§ Görev Amacı 1: Belge alıntısında anlatıcı, yola düşmeden önce neyi kırıp neyi yıktığını söylemektedir?
§ Görev Amacı 2: Listede “Target: black metal railing” ifadesini içeren satırdan başlayıp listenin sonuna kadar uzanan satırları, “grass lawn” ifadesini “green lawn” ile değiştirerek yeniden yazınız. Diğer her şey aynı kalmalıdır.

§ Belge Alıntısı:
--

22 Ekim 2009 Perşembe

Düşmeyen kalkmaz, yitirmeyen aramaz ki…

Düşmeyen kalkmaz, yitirmeyen aramaz ki…



Öyle bir yol ki.. Ne ten,ne can,ne yar,ne yaren..!!!

Ben, seni aramak ve bulmak için düştüm yollara… “Aramakla bulunmaz…”diyen söze aldanmadım.

Bakmadım sözün bu yanına….

Susuzluğumu hissediyorsam bana değildi bu söz. Zîra devamında “Bulanlar; ancak arayanlardır…” ümidini fısıldayan bir ses vardı. Ve ben o sese uyup düştüm yollara…

Çünkü içimdeki bu hasret ateşini sen yaktın. Bu çağıltılı “ara ve bul” sesi senden geliyordu…

Bu senin çağrındı. Nasıl dururdum zincirlerimle… Nasıl beklerdim hapishanemde…

Kırdım zincirlerimi, yıktım duvarlarımı…

Düştüm yola…

Artık bir yolcuyum ben de…

Ezelle ebed arasında yoldayım şimdi. Seni arıyorum ama bilirim ki yoldaşım da yine sensin.

Çünkü sen olmasan ne yol olurdu ne yolcu.

Ne kadar yol yürüsem önüm kapı ardım kapıydı… Seslenişim sanaydı bu yüzden: “Aç kapını ben geldim!” diye… Seni bulduğum, bildiğim her yerde, her nesnede rengin vardı, kokun, sesin. Ama hiç biri sen değildin.

O yüzden baygın kokularıyla sermest olsam da gülün bir bir solup düştü yaprakları…

Hangi suyu içsem daha da susadım. Hangi ekmeği yesem daha da acıktım.

--

§ Verilen Liste:

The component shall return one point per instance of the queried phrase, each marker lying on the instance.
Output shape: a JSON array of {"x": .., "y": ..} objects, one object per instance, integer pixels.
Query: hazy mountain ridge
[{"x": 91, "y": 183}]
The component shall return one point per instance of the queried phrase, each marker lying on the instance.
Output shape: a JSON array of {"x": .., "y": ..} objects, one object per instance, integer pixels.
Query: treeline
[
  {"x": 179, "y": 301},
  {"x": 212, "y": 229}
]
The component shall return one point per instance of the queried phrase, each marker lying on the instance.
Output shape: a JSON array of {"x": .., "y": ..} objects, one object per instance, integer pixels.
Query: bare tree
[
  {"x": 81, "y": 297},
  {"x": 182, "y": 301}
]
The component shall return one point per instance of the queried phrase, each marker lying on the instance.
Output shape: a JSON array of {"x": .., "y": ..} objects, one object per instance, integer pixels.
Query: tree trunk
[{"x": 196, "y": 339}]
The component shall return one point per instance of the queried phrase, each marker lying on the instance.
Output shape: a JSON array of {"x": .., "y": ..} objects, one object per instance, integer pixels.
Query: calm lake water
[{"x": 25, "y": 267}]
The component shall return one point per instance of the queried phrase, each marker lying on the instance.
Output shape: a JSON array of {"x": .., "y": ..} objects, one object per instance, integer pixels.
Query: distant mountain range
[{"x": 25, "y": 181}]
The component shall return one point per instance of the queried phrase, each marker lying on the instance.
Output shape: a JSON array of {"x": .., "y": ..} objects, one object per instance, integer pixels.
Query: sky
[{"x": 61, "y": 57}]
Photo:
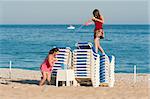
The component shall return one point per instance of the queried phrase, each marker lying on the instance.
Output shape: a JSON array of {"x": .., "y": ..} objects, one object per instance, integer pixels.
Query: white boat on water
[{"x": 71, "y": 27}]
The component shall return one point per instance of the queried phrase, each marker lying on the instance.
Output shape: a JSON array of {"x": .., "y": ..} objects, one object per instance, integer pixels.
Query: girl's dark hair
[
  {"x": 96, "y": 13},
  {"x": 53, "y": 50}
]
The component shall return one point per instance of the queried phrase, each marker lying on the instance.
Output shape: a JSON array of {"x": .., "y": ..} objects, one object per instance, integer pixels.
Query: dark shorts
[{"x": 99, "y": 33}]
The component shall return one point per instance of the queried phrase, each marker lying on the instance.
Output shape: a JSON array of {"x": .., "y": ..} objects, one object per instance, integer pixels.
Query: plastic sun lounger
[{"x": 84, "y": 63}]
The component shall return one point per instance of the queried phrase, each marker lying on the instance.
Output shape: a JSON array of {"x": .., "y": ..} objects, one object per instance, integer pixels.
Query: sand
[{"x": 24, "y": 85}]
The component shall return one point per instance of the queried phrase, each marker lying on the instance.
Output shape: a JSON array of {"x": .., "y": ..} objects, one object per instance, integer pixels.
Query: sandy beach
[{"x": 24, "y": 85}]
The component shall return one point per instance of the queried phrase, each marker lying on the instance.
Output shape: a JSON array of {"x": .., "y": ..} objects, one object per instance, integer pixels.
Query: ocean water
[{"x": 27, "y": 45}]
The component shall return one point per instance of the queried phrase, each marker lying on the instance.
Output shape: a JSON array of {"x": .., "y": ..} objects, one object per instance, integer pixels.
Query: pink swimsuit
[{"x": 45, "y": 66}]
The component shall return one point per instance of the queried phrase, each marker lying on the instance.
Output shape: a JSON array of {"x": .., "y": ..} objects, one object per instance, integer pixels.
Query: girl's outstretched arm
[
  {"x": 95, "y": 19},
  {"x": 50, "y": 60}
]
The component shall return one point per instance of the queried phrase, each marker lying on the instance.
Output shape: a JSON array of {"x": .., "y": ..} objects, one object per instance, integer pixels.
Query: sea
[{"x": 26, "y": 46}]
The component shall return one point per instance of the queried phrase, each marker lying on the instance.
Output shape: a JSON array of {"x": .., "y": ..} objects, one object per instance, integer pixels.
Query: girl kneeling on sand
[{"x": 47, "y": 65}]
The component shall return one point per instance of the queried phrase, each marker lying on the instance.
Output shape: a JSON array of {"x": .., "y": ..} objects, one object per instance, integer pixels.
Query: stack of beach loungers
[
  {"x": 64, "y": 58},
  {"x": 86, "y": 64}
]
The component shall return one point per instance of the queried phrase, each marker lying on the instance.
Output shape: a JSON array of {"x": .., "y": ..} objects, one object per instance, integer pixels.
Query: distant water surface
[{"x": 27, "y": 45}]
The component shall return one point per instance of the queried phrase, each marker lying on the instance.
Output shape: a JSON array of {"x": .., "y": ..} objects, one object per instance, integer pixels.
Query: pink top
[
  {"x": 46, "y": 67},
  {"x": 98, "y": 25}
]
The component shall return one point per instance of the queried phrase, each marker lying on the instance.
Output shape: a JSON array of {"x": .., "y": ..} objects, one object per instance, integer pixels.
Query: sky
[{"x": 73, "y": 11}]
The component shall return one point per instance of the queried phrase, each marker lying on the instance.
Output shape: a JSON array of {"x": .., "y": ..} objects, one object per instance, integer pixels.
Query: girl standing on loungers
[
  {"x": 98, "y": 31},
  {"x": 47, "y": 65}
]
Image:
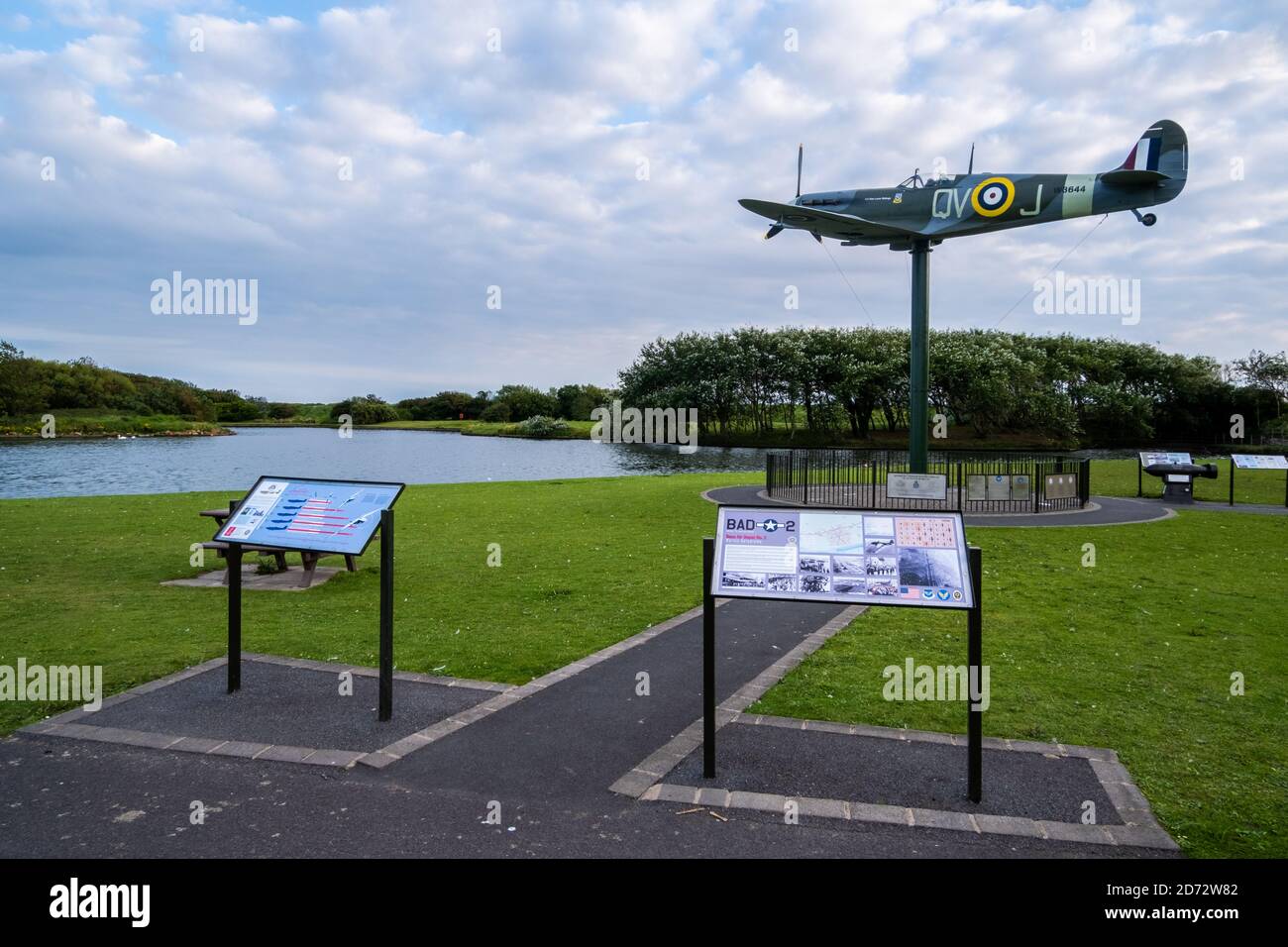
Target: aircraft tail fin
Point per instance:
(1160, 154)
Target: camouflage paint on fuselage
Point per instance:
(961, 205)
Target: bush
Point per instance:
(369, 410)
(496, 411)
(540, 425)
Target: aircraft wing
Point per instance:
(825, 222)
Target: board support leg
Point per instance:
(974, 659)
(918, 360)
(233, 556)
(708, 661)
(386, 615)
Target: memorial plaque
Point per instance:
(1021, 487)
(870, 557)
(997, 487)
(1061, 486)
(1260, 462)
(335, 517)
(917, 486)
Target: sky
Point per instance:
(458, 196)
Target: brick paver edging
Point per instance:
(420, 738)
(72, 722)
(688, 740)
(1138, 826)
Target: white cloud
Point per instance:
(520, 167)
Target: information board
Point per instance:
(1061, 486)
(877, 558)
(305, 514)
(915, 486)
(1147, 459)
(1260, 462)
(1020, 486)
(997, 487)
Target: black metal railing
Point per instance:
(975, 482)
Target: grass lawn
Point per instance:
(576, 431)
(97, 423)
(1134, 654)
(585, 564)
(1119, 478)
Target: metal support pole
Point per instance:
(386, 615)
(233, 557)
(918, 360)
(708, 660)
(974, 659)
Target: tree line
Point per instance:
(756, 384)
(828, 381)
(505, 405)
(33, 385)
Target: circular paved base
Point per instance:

--

§ Yanıt 1: Anlatıcı zincirlerini kırıp duvarlarını yıktığını söylemektedir.

§ Yanıt 2:
Target: black metal railing
Point per instance:
(975, 482)
Target: green lawn
Point per instance:
(576, 431)
(97, 423)
(1134, 654)
(585, 564)
(1119, 478)
Target: metal support pole
Point per instance:
(386, 615)
(233, 557)
(918, 360)
(708, 660)
(974, 659)
Target: tree line
Point per instance:
(756, 384)
(828, 381)
(505, 405)
(33, 385)
Target: circular paved base
Point per instance:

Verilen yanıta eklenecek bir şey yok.